*** Opening of DATASET CONTENT ***
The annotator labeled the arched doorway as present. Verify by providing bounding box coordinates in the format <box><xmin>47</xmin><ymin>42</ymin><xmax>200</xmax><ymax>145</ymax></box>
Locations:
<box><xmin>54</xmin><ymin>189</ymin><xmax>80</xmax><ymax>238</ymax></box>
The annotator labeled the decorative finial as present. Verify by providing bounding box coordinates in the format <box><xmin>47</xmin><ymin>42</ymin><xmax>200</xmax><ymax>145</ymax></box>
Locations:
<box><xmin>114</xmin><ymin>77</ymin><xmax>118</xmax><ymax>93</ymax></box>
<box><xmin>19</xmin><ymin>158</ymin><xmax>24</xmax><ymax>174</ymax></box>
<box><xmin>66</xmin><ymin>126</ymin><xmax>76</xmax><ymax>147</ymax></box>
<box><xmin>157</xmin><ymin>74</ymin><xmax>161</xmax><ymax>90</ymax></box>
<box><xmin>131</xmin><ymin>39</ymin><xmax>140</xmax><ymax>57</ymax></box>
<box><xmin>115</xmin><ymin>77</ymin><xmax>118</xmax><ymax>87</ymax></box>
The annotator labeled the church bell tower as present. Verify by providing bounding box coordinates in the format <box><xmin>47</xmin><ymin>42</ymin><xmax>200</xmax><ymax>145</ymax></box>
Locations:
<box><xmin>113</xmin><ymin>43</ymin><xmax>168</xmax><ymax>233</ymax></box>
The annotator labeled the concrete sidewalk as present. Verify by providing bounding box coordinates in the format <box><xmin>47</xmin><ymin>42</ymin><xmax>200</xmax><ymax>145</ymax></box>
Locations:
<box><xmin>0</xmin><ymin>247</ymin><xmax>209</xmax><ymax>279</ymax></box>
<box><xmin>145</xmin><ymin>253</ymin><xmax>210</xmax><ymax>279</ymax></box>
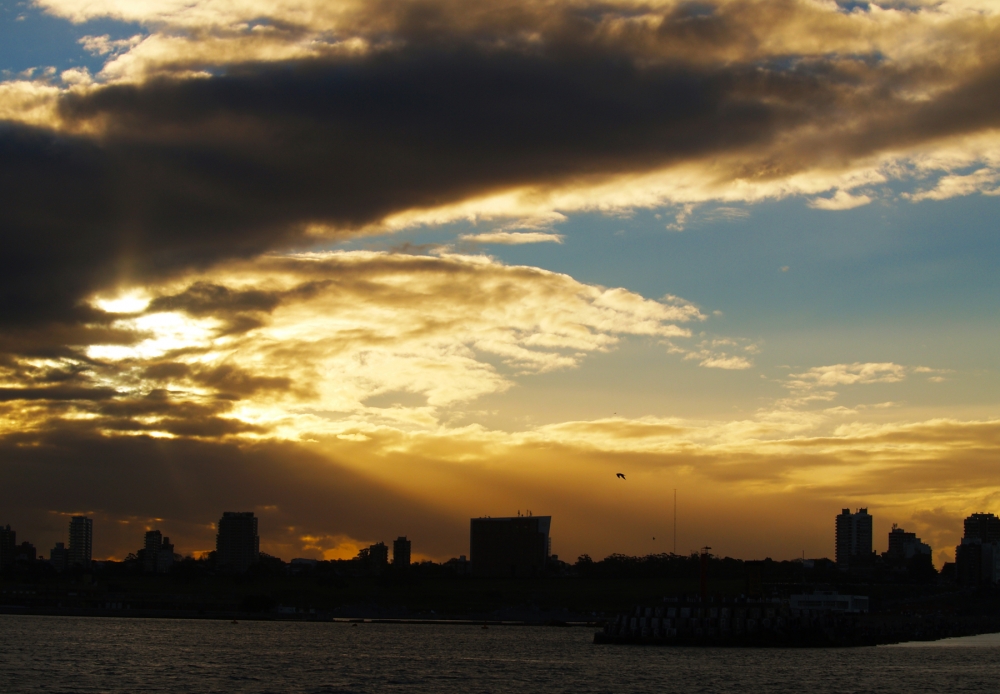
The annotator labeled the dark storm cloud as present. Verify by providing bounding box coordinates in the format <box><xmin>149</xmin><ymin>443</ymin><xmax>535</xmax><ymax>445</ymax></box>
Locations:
<box><xmin>145</xmin><ymin>279</ymin><xmax>333</xmax><ymax>324</ymax></box>
<box><xmin>0</xmin><ymin>43</ymin><xmax>835</xmax><ymax>331</ymax></box>
<box><xmin>0</xmin><ymin>385</ymin><xmax>119</xmax><ymax>401</ymax></box>
<box><xmin>189</xmin><ymin>365</ymin><xmax>292</xmax><ymax>398</ymax></box>
<box><xmin>142</xmin><ymin>362</ymin><xmax>291</xmax><ymax>397</ymax></box>
<box><xmin>147</xmin><ymin>282</ymin><xmax>287</xmax><ymax>316</ymax></box>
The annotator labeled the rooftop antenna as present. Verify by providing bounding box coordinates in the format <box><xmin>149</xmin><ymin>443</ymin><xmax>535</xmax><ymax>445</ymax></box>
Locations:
<box><xmin>673</xmin><ymin>489</ymin><xmax>677</xmax><ymax>555</ymax></box>
<box><xmin>700</xmin><ymin>546</ymin><xmax>711</xmax><ymax>601</ymax></box>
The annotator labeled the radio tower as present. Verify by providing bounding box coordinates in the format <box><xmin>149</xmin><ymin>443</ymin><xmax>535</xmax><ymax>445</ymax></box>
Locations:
<box><xmin>673</xmin><ymin>489</ymin><xmax>677</xmax><ymax>554</ymax></box>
*** Close of DATASET CONTENT ***
WORK ITEM:
Write out nothing but the lines from the start of the data through the line with "The annotator labeled the dark". Leave out the pictures.

RESULT FOR THIS TASK:
The annotator labeled the arched doorway as present. Verify by providing bounding box coordinates in the format <box><xmin>47</xmin><ymin>42</ymin><xmax>200</xmax><ymax>145</ymax></box>
Locations:
<box><xmin>54</xmin><ymin>189</ymin><xmax>80</xmax><ymax>238</ymax></box>
The annotator labeled the decorative finial as present. Verify by providing bounding box coordinates in the format <box><xmin>47</xmin><ymin>42</ymin><xmax>200</xmax><ymax>145</ymax></box>
Locations:
<box><xmin>114</xmin><ymin>77</ymin><xmax>118</xmax><ymax>93</ymax></box>
<box><xmin>19</xmin><ymin>158</ymin><xmax>24</xmax><ymax>174</ymax></box>
<box><xmin>66</xmin><ymin>126</ymin><xmax>76</xmax><ymax>147</ymax></box>
<box><xmin>157</xmin><ymin>74</ymin><xmax>161</xmax><ymax>90</ymax></box>
<box><xmin>131</xmin><ymin>39</ymin><xmax>140</xmax><ymax>57</ymax></box>
<box><xmin>115</xmin><ymin>77</ymin><xmax>118</xmax><ymax>87</ymax></box>
The annotator labeled the church bell tower as present. Verify by providing bounding box coordinates in the format <box><xmin>47</xmin><ymin>42</ymin><xmax>200</xmax><ymax>145</ymax></box>
Locations:
<box><xmin>113</xmin><ymin>43</ymin><xmax>168</xmax><ymax>233</ymax></box>
The annotator labeled the concrete sidewalk as present. Verify by providing bounding box coordinates in the format <box><xmin>47</xmin><ymin>42</ymin><xmax>200</xmax><ymax>145</ymax></box>
Locations:
<box><xmin>0</xmin><ymin>247</ymin><xmax>209</xmax><ymax>279</ymax></box>
<box><xmin>145</xmin><ymin>253</ymin><xmax>210</xmax><ymax>279</ymax></box>
The annotator labeled the dark storm cloud as present. Verify by providing bounding box coordinates in the format <box><xmin>149</xmin><ymin>443</ymin><xmax>535</xmax><ymax>445</ymax></box>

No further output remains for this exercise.